──────── EXTRAIT

Après le décès d'Hillel Slovak et le départ de Irons, on aurait pu penser que c'était le clap de fin pour les Red Hot Chili Peppers qui reviennent pourtant avec ce qui est un de leurs meilleurs disques à l'époque, et aujourd'hui encore considéré comme étant un grand moment dans la vie du groupe. Un avis que je ne partage guère. En effet, pour moi Mother's Milk respire le devenir. Le groupe n'a pas pleinement fait son deuil d'une part, et de l'autre la cohésion n'est pas encore au rendez-vous.
Si le jeune John Frusciante arrive vite à intégrer son jeu de guitare, profondément influencé par Slovak, Chad Smith n'ose pas encore offrir toutes les possibilités de son jeux de batterie. Ou, disons plutôt que les Red Hot n'ont pas encore découvert le talent de l'homme. Résultat, on a l'impression que la session rythmique n'est pas aussi unie qu'elle le devrait.
Le manque de lien en terme de rythmique est très regrettable et donne un aspect non-contrôlé à l'album. Ceci est une chose claire. C'est d'autant plus remarquable aujourd'hui, en connaissance de ce que sera l'avenir des Red Hot. Frusciante à la guitare n'ose pas épanouir son jeu en lui donnant les accents rock futur pour obtenir une cohésion plus grande et permettre de s'éloigner de son illustre prédécesseur.
Enfaite, le principal soucis de cet album est ce sentiment que chacun va dans son sens. Le chant, la basse, la batterie, la guitare, chacun est très bon, mais la réflexion musicale n'est pas commune.
Quand on sait que les Red Hot composent principalement à partir de Jam Session ça devient bien claire que les différents membres ne se connaissent pas encore assez bien.
Je rajouterais que, comme d'habitude (et cette habitude ne fut globalement jamais perdu par le groupe), l'ordre des morceaux manquent de cohérence. Cela devient même parfois assez dur à suivre tant ça peut être très varié.

────────────────
──────── DONNÉES FOURNIES

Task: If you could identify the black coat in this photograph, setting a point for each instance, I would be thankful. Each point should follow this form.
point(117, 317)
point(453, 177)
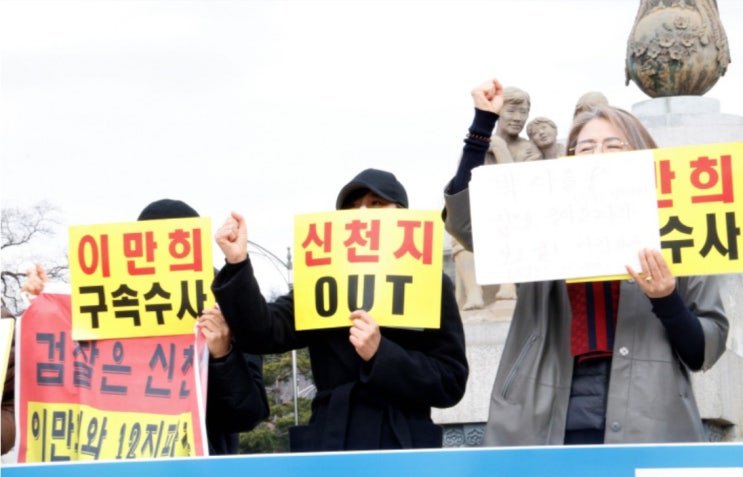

────────────────

• [CONSIGNES DE TRAVAIL]
A. Relevez tous les musiciens nommés dans la critique de Mother's Milk.
B. Les affirmations suivantes concordent-elles avec la critique de Mother's Milk ? (i) Frusciante a eu du mal à intégrer son jeu de guitare. (ii) L'ordre des morceaux est jugé cohérent. (iii) Les Red Hot composent principalement à partir de jam sessions. Répondez par oui ou non en citant les mots décisifs de la critique.
C. Écrivez la suite de la critique de Mother's Milk à partir de sa dernière phrase, s'il vous plaît.

• [RÉPONSES PAR CONSIGNE]
A. Hillel Slovak, Irons, John Frusciante, Chad Smith

B.
(i) Non : « Si le jeune John Frusciante arrive vite à intégrer son jeu de guitare »
(ii) Non : « l'ordre des morceaux manquent de cohérence »
(iii) Oui : « les Red Hot composent principalement à partir de Jam Session »

C.
On peut cependant noter que les sujets funny sont présents dès le début. Good Time Boys est, dans un délire égo-trip bien amusant, la preuve que le groupe tient bon. Magic Johnson reste aussi dans ces moments délires (qui malheureusement m'a bien moins séduit). Il faut attendre ce passage pour avoir le très sympathique (bien qu'un peu redondant) Nobody weird like Me ainsi que le touchant Knock me Down. Ce dernier faisant écho à la reprise de Stevie Wonder, Higher Ground, titre très remarqué, peut être le plus réussi de l'album (et même pas une composition originale). A l'inverse, la reprise de Fire est bien moins réussie à mon goût, sans être totalement râté, ça reste très basique.
On a également le droit à un petit moment purement instrumentale très rapidement sympa mais bien trop doux pour être intéressant. Au contraire, la voix aurait bien marché sur Pretty little Ditty si Kieldi avait osé tenter un chant plus mélodieux (ça arrivera heureusement). Heureusement, après une transition inexistante et un violent Punk Rock Classic, on a le droit à un petit final renvoyant à Guns'n' Roses qui fera beaucoup rire. D'autant plus que le morceau en lui-même n'est pas inoubliable.
C'est marrant, car « pas inoubliable » c'est un peu ce que je ressent avec plus de la moitié des titres. Ca me semble assez mal maîtrisé à mon goût. Le problème de cohésion est malheureusement très puissant. Mais ne nions pas que le chant n'est pas toujours parfait, notamment les refrains, boostés aux choeurs plutôt que par le talent vocal propre d'Anthony. Bien regrettable.
Le côté funk n'est pas perdu et un aspect rock se pose, quand au délire rap, celui-ci n'a pas encore parfaitement évolué et n'est pas toujours très plaisant. Ca respire les années 80 (normal me direz vous) et ça, il faut l'apprécier en soi.
Finalement, si Mother Milk est devenu un album si célèbre, ce n'est pas tant par ses qualités propres, plus que nuancable. En effet, le disque manque d'originalité, les transitions sont dures à subir, la cohésion est totalement à l'ouest (je sais je me répète), on se sent presque perdue face à la musique par moment. A force de pousser dans tous les sens, on sent l'énergie mais on a du mal à se défouler car c'est, finalement, impulsant assez peu l'auditeur. Mais, si il est devenu si célèbre, c'est parce que, en plus de qualités musicales propres (ne nions pas le niveau incroyable de Flea à la basse, à tout hasard), ce disque montre le début d'une formation qui va offrir Blood Sugar Sex Magic, c'est à dire un haut pic de la musique. On est entrain de voir le groupe qui va révolutionner la fusion rock/funk/rap.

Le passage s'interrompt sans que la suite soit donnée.